▶ [Text segment]:
Trueno ⚡

Multi-Target High-Performance Compute Library

Trueno (Spanish: "thunder") provides unified, high-performance compute primitives across three execution targets:

CPU SIMD - x86 (SSE2/AVX/AVX2/AVX-512), ARM (NEON), WASM (SIMD128)
GPU - Vulkan/Metal/DX12/WebGPU via wgpu
WebAssembly - Portable SIMD128 for browser/edge deployment

Quick Start

use trueno::{Vector, Matrix};

// Vector operations
let a = Vector::from_slice(&[1.0, 2.0, 3.0, 4.0]);
let b = Vector::from_slice(&[5.0, 6.0, 7.0, 8.0]);

// Auto-selects best backend (AVX2/GPU/WASM)
let result = a.add(&b).unwrap();
assert_eq!(result.as_slice(), &[6.0, 8.0, 10.0, 12.0]);

let dot_product = a.dot(&b).unwrap();  // 70.0
let sum = a.sum().unwrap();            // 10.0
let max = a.max().unwrap();            // 4.0

// Matrix operations (NEW in v0.1)

▶ [Exercise requirements]:
1. Answer these questions using the Trueno overview.
(a) What does the name "Trueno" mean in Spanish?
(b) Through what does Trueno reach Vulkan, Metal, DX12 and WebGPU?
(c) What value does the comment give for the dot product of a and b?
2. Carry on writing the Trueno overview from the point where it stops.
The material after this point is separate from the Trueno overview.

▶ [Supplied information]:
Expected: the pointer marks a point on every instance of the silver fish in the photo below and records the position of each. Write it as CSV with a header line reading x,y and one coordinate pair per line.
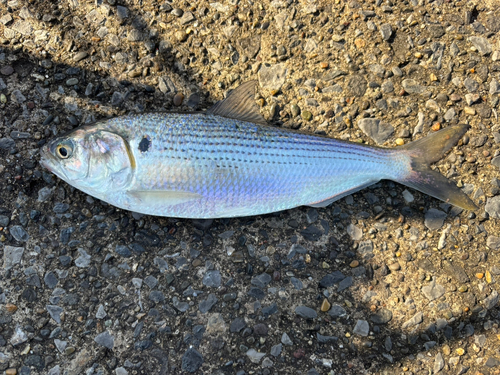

▶ [Answers in order]:
1.
(a) Thunder.
(b) wgpu.
(c) 70.0.

2.
let m1 = Matrix::from_vec(2, 2, vec![1.0, 2.0, 3.0, 4.0]).unwrap();
let m2 = Matrix::identity(2);
let product = m1.matmul(&m2).unwrap();  // Matrix multiplication
let transposed = m1.transpose();        // Matrix transpose

Performance

Trueno delivers exceptional performance through multi-level SIMD optimization:

SSE2 (128-bit SIMD) vs Scalar

Operation	Speedup	Use Case
Dot Product	340% faster	Machine learning, signal processing
Sum Reduction	315% faster	Statistics, aggregations
Max Finding	348% faster	Data analysis, optimization
Element-wise Add	3-10% faster	Memory-bound (limited SIMD benefit)
Element-wise Mul	5-6% faster	Memory-bound (limited SIMD benefit)

AVX2 (256-bit SIMD) vs SSE2

Operation	Speedup	Notes
Dot Product	182% faster	FMA (fused multiply-add) acceleration
Element-wise Add	15% faster	Memory bandwidth limited
Element-wise Mul	12% faster	Memory bandwidth limited

Key Insights:

SIMD excels at compute-intensive operations (dot product, reductions)
Element-wise operations are memory-bound, limiting SIMD gains
AVX2's FMA provides significant acceleration for dot products

📖 See Performance Guide and AVX2 Benchmarks for detailed analysis.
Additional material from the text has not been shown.